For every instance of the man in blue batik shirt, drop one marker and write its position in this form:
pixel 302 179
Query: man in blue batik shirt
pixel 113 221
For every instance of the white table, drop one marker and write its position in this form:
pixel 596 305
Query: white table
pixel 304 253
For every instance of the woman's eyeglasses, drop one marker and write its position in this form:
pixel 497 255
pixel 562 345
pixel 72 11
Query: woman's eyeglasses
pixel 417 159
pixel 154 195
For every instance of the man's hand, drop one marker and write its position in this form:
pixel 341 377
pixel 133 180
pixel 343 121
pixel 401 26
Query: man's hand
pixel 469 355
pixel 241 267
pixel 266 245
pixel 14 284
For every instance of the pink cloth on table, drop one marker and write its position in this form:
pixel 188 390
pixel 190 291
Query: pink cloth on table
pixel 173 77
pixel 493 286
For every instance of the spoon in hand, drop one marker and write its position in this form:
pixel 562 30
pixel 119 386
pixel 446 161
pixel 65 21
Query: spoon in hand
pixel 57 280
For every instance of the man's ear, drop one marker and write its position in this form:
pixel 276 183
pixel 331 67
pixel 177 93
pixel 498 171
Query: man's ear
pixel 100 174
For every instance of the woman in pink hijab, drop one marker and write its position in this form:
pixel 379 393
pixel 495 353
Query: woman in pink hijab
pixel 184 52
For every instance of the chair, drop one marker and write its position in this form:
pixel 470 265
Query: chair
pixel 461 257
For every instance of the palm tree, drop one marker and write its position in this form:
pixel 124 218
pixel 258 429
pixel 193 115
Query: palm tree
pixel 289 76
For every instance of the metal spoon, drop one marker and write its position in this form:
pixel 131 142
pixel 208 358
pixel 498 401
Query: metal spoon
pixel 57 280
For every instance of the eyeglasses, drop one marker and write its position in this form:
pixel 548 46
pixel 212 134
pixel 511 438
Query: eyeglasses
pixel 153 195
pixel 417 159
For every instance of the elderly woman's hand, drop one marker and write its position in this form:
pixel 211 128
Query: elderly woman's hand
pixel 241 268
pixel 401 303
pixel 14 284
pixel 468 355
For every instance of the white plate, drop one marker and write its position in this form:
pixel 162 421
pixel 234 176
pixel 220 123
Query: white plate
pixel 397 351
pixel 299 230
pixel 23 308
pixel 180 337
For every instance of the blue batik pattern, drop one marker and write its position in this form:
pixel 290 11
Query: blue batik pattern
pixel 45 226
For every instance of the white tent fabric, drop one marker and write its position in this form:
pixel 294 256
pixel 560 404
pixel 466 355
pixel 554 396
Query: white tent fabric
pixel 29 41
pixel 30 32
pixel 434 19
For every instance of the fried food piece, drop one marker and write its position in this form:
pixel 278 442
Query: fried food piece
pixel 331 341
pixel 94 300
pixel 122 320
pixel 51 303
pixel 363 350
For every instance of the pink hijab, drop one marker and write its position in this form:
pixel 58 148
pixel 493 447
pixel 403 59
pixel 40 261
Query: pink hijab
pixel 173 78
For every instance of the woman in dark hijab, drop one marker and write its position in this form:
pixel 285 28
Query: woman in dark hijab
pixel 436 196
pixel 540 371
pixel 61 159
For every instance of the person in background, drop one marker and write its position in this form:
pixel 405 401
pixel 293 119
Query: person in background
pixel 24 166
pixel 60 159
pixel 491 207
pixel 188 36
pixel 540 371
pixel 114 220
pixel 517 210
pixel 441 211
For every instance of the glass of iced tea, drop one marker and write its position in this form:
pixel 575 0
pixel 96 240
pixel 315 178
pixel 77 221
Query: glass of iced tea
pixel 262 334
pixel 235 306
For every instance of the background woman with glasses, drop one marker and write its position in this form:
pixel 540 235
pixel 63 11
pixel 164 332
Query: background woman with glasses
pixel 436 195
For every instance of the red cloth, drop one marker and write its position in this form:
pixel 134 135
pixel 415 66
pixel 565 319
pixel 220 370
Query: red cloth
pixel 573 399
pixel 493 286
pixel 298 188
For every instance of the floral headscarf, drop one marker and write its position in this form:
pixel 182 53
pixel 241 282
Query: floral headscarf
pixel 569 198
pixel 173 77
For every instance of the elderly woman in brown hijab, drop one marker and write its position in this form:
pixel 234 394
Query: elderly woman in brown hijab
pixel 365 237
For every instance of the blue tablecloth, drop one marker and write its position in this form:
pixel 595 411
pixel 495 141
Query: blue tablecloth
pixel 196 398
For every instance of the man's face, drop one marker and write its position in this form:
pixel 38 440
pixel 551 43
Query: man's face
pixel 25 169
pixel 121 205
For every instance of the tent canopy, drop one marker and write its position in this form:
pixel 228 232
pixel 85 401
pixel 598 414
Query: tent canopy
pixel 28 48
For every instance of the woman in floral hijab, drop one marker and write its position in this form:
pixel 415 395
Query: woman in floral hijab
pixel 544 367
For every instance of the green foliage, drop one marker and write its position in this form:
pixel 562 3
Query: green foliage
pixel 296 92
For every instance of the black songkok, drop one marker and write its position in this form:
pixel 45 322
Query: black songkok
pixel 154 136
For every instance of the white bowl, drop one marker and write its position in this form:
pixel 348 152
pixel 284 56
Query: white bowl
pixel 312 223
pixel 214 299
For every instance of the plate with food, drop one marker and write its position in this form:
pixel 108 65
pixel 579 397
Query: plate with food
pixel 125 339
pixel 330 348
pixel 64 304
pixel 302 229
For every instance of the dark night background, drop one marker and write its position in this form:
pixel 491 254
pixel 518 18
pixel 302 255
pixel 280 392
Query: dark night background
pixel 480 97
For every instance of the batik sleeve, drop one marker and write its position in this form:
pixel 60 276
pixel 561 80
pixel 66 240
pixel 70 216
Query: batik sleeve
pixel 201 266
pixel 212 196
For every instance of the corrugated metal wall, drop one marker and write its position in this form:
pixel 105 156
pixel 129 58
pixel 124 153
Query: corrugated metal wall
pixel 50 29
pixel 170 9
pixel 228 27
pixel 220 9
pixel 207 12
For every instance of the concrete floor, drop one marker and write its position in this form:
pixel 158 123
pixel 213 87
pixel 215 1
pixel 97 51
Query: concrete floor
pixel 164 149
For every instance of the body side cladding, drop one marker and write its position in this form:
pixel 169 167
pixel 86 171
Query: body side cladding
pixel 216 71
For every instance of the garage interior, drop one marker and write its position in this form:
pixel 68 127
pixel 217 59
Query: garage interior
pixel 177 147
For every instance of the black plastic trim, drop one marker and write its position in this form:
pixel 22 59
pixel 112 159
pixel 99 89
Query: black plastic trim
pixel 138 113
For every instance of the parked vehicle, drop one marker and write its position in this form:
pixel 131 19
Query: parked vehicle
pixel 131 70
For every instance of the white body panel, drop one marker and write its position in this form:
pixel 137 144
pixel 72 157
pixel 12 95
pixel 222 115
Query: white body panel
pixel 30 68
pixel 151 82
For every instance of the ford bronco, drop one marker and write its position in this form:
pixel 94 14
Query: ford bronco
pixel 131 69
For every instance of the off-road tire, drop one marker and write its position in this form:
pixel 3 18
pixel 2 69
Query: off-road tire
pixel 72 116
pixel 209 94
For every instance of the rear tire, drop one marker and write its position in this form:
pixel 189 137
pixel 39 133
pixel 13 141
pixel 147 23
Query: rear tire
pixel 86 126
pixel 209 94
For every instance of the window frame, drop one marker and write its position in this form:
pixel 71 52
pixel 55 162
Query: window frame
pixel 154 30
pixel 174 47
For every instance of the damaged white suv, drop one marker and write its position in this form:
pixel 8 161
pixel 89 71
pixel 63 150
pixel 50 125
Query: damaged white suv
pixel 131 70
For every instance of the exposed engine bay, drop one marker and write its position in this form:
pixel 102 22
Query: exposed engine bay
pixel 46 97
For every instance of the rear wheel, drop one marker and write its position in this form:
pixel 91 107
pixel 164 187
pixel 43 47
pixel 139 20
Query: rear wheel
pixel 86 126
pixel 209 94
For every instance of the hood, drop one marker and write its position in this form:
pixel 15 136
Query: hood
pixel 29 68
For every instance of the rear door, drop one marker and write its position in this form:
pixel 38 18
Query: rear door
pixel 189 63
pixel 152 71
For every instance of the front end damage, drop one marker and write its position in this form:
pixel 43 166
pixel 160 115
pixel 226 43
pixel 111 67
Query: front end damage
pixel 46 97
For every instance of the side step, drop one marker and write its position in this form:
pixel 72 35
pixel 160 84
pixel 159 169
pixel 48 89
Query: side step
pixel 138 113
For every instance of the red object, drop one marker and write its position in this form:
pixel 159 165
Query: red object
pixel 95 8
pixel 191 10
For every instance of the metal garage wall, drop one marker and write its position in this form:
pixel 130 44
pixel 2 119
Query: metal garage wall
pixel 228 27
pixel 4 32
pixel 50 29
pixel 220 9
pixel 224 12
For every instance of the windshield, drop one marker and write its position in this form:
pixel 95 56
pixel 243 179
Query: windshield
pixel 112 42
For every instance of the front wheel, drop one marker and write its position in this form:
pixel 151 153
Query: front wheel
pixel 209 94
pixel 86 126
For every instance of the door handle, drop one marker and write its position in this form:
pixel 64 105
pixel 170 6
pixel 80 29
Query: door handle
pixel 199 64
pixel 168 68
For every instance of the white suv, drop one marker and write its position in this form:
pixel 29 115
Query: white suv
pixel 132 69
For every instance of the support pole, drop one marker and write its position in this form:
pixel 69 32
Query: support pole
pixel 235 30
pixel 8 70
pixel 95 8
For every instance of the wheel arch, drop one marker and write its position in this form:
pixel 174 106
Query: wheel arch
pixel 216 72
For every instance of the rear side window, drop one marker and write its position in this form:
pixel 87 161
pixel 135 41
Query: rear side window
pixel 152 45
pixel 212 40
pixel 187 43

- Required task: Please repeat the records starting at the line that contains "For every instance of the support" and ending at the line that contains "pixel 216 72", with both of those lines included.

- Worked answer:
For every instance of the support pole, drop one marker and write its position in this form:
pixel 69 32
Query: support pole
pixel 235 30
pixel 8 70
pixel 95 8
For every instance of the wheel arch, drop one marker and write its position in this form:
pixel 174 106
Query: wheel arch
pixel 216 72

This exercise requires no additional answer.